> [DESCRIPTION OF THE TASK]: Can you reproduce the listing from the line with "Locate each instance of the wooden shelving" through its end, requests included, but with each x,y coordinate in the answers scaled by 0.8 and rounded to a whole number, halves rounding up? Leave the numbers in the requests and their sample coordinates unchanged.

> [EXTRACTED MATERIAL]:
* * * * * * * * *
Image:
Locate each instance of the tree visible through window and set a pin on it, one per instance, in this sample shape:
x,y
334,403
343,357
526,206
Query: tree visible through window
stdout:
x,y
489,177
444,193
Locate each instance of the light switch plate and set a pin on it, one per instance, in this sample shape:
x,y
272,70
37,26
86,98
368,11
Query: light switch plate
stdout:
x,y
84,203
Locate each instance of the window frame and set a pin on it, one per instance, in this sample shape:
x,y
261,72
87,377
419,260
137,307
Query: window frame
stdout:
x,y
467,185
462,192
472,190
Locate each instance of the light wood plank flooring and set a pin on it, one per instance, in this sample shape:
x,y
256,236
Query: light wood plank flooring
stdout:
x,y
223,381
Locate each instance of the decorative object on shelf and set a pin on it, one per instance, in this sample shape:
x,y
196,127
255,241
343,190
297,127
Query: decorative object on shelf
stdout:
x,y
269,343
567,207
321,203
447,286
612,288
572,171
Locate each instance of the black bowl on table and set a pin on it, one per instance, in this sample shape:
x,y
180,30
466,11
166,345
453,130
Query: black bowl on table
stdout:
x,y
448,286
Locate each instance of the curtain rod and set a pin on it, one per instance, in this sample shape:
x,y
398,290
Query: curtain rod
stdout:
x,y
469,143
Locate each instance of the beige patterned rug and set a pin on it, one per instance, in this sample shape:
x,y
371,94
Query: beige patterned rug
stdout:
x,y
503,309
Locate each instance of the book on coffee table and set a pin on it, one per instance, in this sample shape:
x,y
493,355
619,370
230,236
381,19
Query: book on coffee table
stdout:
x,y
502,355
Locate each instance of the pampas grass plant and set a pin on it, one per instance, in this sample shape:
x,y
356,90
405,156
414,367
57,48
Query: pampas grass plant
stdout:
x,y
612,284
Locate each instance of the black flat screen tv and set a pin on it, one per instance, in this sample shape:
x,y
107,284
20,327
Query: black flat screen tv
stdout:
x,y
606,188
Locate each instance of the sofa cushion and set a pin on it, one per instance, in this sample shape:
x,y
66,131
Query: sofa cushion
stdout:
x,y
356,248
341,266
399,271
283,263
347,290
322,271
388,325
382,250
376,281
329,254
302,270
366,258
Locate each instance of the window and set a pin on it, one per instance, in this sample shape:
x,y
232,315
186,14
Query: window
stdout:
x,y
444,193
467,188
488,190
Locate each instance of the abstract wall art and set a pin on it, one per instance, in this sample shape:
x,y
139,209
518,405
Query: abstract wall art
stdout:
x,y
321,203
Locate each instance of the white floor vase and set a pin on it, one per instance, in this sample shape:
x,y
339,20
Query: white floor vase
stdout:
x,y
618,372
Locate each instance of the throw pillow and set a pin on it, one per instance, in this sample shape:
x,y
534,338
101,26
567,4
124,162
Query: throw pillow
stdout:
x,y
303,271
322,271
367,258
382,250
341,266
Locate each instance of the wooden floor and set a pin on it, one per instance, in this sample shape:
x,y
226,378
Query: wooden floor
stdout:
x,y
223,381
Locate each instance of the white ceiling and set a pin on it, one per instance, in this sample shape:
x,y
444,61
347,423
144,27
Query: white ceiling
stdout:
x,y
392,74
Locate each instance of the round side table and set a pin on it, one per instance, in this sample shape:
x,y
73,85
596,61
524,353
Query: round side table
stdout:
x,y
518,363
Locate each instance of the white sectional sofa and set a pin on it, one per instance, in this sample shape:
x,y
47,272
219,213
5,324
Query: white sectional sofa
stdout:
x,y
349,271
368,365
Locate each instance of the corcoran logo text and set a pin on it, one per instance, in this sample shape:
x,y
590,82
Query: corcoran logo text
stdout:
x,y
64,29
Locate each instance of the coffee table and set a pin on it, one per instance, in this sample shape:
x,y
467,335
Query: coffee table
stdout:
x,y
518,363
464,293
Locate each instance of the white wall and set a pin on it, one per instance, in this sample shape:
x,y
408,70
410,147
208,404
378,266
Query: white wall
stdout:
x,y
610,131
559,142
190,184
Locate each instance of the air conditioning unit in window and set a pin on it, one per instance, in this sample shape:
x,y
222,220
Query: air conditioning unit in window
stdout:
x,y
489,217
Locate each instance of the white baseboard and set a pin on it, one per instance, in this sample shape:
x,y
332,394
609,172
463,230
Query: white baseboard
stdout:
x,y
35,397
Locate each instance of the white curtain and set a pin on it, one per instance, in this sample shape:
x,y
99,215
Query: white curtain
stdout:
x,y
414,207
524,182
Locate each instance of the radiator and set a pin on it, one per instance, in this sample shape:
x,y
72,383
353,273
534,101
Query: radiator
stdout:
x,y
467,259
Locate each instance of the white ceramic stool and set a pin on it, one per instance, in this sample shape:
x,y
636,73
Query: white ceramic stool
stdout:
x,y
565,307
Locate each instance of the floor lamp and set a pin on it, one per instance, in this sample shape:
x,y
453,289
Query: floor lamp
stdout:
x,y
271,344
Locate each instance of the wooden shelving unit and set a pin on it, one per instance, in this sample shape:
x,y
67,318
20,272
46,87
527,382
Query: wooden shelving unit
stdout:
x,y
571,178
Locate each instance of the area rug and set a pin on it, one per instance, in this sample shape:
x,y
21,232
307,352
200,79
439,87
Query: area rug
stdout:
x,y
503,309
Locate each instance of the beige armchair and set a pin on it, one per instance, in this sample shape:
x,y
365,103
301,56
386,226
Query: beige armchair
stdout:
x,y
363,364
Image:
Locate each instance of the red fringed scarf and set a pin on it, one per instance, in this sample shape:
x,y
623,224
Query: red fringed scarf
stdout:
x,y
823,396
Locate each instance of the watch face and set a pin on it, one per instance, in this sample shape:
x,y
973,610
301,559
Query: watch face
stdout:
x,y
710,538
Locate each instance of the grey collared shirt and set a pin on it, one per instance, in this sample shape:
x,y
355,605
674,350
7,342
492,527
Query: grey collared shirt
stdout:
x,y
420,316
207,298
* * * * * * * * *
> [OUTPUT OF THE TASK]:
Locate each instance of the wooden shelving unit and set a pin on it, one per instance, in this sample shape:
x,y
67,318
20,272
46,87
527,382
Query: wooden shelving unit
stdout:
x,y
457,142
Locate each instance of the area rug and set a pin on it, one per instance, in this sample shape:
x,y
21,232
307,352
200,79
439,87
Query: area rug
stdout:
x,y
402,247
Locate each instance of the beige armchair and set a pin on it, one per instance, in this sample shape:
x,y
365,103
301,56
386,226
Query: beige armchair
stdout:
x,y
290,291
Image:
Locate each instance of the red fringed scarf and set a pin on it, one per instance, in this sample shape:
x,y
623,224
Query: red fringed scarf
stdout:
x,y
658,317
Locate each instance of the watch face and set a pin on it, one per instance, in this sample shape:
x,y
973,610
301,559
Query: watch face
stdout:
x,y
568,430
Locate each instance of the grey collared shirt and set a pin on it, one per instance, in this sample shape:
x,y
355,605
674,350
7,342
492,527
Query: grey collared shirt
stdout:
x,y
336,253
166,238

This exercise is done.